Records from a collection
§

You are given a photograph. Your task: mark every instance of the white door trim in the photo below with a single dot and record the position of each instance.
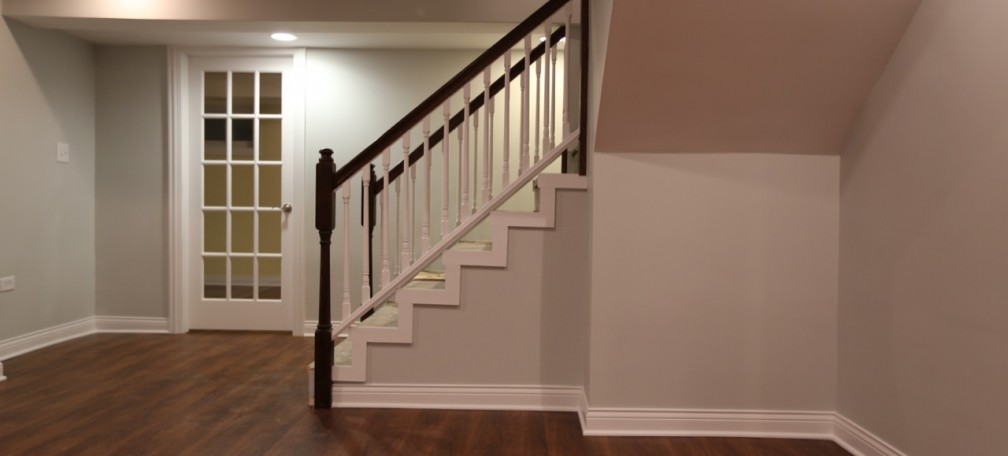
(178, 171)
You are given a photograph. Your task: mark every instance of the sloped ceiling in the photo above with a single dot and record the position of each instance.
(742, 76)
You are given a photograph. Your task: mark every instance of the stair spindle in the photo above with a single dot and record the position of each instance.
(547, 98)
(426, 161)
(465, 151)
(385, 272)
(525, 106)
(486, 135)
(365, 255)
(446, 139)
(567, 75)
(506, 172)
(346, 250)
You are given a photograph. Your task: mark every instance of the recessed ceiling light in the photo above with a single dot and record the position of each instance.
(280, 36)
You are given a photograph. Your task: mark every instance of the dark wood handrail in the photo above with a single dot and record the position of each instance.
(454, 85)
(474, 105)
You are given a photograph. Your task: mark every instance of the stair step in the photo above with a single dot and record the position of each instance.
(473, 246)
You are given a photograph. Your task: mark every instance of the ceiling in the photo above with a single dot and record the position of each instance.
(742, 76)
(319, 23)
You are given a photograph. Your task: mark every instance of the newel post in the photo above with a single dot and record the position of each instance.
(325, 223)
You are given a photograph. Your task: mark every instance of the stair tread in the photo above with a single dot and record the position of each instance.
(473, 246)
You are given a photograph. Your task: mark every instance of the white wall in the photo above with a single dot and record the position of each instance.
(923, 321)
(46, 209)
(130, 187)
(714, 281)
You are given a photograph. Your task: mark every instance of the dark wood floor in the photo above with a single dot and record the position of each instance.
(216, 393)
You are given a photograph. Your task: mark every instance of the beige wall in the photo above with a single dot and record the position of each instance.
(714, 281)
(923, 321)
(46, 209)
(531, 335)
(131, 182)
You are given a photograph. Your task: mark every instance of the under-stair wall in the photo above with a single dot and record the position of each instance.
(520, 326)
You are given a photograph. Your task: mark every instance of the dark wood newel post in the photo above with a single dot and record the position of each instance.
(325, 223)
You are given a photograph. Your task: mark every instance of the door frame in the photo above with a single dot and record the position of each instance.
(179, 164)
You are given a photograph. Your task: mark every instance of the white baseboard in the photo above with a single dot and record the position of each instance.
(708, 423)
(453, 396)
(149, 325)
(45, 337)
(859, 441)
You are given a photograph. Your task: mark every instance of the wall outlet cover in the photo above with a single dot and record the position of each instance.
(63, 152)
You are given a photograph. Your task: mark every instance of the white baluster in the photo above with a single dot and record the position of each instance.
(446, 149)
(425, 161)
(538, 96)
(552, 100)
(346, 250)
(458, 212)
(506, 172)
(365, 256)
(399, 232)
(567, 75)
(407, 235)
(465, 151)
(385, 272)
(486, 135)
(546, 86)
(525, 106)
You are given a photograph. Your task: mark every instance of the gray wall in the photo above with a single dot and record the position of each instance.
(46, 209)
(714, 281)
(923, 321)
(131, 184)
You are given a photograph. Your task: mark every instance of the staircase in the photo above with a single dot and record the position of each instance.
(407, 256)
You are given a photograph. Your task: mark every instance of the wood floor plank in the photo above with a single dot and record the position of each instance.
(245, 393)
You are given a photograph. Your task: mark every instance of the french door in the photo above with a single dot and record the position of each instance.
(240, 153)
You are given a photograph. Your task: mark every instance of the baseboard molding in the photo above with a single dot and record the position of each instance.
(453, 396)
(144, 325)
(708, 423)
(859, 441)
(45, 337)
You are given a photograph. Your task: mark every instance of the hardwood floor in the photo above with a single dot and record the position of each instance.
(245, 393)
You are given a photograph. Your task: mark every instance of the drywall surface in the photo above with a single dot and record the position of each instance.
(714, 281)
(923, 325)
(130, 188)
(47, 221)
(531, 335)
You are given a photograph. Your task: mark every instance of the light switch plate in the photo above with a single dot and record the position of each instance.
(63, 152)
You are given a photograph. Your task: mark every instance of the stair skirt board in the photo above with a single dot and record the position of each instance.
(454, 260)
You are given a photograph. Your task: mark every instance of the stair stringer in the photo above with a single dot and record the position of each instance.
(407, 299)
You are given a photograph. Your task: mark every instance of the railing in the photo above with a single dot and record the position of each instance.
(480, 156)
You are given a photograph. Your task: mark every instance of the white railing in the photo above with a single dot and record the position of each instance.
(461, 185)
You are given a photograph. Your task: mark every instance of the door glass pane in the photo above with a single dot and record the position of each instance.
(269, 232)
(215, 274)
(269, 139)
(215, 139)
(215, 98)
(241, 278)
(270, 85)
(241, 231)
(241, 139)
(215, 185)
(215, 230)
(242, 181)
(269, 278)
(269, 187)
(243, 93)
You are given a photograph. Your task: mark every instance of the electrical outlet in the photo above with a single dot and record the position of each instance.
(63, 152)
(7, 283)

§

WHAT IS ASKED: Copy out every line of the material above exactly, skipping the pictures.

TASK RESPONSE:
You are given a photograph. Your task: mark every instance of the white door trim in the photo below with a single dot and record the position of each instance.
(178, 171)
You are given a photograph. Your task: mark every instance of the sloped ceiling in the photo above with a single dot and record the position of each instance.
(742, 76)
You are given a photograph. Your task: mark every instance of the stair spindle in the photo above with a single dot and record the position of each instance.
(547, 98)
(426, 161)
(465, 151)
(385, 272)
(525, 106)
(486, 135)
(365, 255)
(446, 139)
(567, 75)
(506, 172)
(346, 250)
You are given a photograph. Your task: mark every instance of the recessed ceiling light in the photo above with a single dot and record the position of each instance.
(280, 36)
You are given a photograph. Your task: mark every instance of the dark wood handrail in the photo above with a single dot and record the position of each instance.
(454, 85)
(474, 105)
You are given a photograph. Your task: mark every instance of the stair step in the photo above with a single dot and record the position of each instance.
(473, 246)
You are given a photograph. Your task: mark every instance of the ceiling in the photo above with a single dot and record the position of each instance.
(742, 76)
(319, 23)
You are given a photograph. Your task: mark every instance of the newel post in the photo above with a single dot and record the position of each instance.
(325, 223)
You are given a photograph. Your task: mark every instance of the stair tread in the photo above with a single dot and record the position of each instance.
(473, 246)
You are given a photograph. Your task: mark every instance of the white wall in the photo above with a single dot and record the position of each instance.
(923, 321)
(46, 209)
(130, 187)
(714, 281)
You are given a photograph. Your task: mark every instance of the dark wood floor in the photo above with a single dot and record the position of each instance.
(216, 393)
You are given a photograph. Your task: mark every instance of the beige wall in the photo above with a single dot and record the position of each instance.
(714, 281)
(923, 321)
(46, 209)
(531, 335)
(131, 182)
You are given a photograph. Your task: mark every instance of the under-stair wall in the photo above with a single dot and record the position of each instance.
(520, 326)
You are given a photograph. Your task: mark every instance of the dark wood newel post in the photo above with a single dot and record the position of each instance.
(325, 223)
You are given a photograph. Your task: mark every instance of the door frame in the photo above with a single dot and record the position of each instance.
(179, 164)
You are given a photograph. Your task: mark every instance of the white baseboard in the photo above with a single dot and record the position of each instance.
(708, 423)
(453, 396)
(149, 325)
(45, 337)
(859, 441)
You are given a photograph. Your task: mark every instance of the wall outlet cover in the photo above with a single dot and record the position of each instance.
(63, 152)
You are given a photograph. Your task: mark every instance of the white baluster in the photo above with a single dot and record the position of each instance.
(446, 149)
(425, 161)
(538, 96)
(552, 100)
(346, 250)
(458, 212)
(506, 172)
(365, 256)
(399, 232)
(567, 75)
(407, 235)
(465, 151)
(385, 272)
(486, 135)
(546, 86)
(525, 106)
You are given a photograph. Your task: mark every instance of the gray wall in the photo above with a single dot and record the position of each instance.
(46, 209)
(714, 281)
(923, 321)
(131, 184)
You are given a photograph. Your task: mark every instance of the staircase in the photo above with a single dot and record the position of each instance.
(407, 256)
You are given a photograph. Your task: mark every instance of the wood floor plank in the photo above with a single dot and record the position of each instance.
(245, 393)
You are given a photograph. Your task: mark every instance of the french door in the photo above with a single dot and record the position of each instance.
(240, 153)
You are given a photograph. Your task: mark every instance of the baseboard molding in the photo above with a single dot and record the position of each instance.
(453, 396)
(144, 325)
(708, 423)
(859, 441)
(45, 337)
You are given a photograph. Your task: mark every instance of the hardwood floor in the photo above with a single dot and record the position of each instance.
(245, 393)
You are given a photograph. Your task: mark every instance of the drywall surface in the photo above with a single dot and record the position of each instance.
(714, 281)
(923, 325)
(130, 188)
(47, 221)
(531, 335)
You are given a photograph. Your task: mark every instance of the light switch plate in the photo above with a single dot and record the position of each instance.
(63, 152)
You are given a photograph. Your task: mark every instance of the stair skirt board in the photo above with a single dot and record the position of each instance.
(454, 260)
You are given a photograph. Your task: mark every instance of the stair stringer in the photo above with a single dot and record the position of each instance.
(407, 299)
You are given a photograph. Your task: mark every instance of the railing in the photo above with a single dot and record the position of each instance.
(480, 156)
You are given a photograph. Your task: mark every instance of the white railing in the photo above with a single dot and record the position of each instance.
(461, 185)
You are given a photograph. Your task: mark every instance of the door glass pane in the photo above with a single dot and record the position of each instance.
(269, 232)
(215, 274)
(269, 139)
(215, 139)
(215, 98)
(241, 278)
(270, 85)
(241, 231)
(241, 139)
(215, 185)
(215, 230)
(242, 181)
(269, 278)
(269, 187)
(243, 93)
You are given a photograph. Your task: mark every instance of the electrical outlet in the photo above with a single dot and record the position of each instance.
(63, 152)
(7, 283)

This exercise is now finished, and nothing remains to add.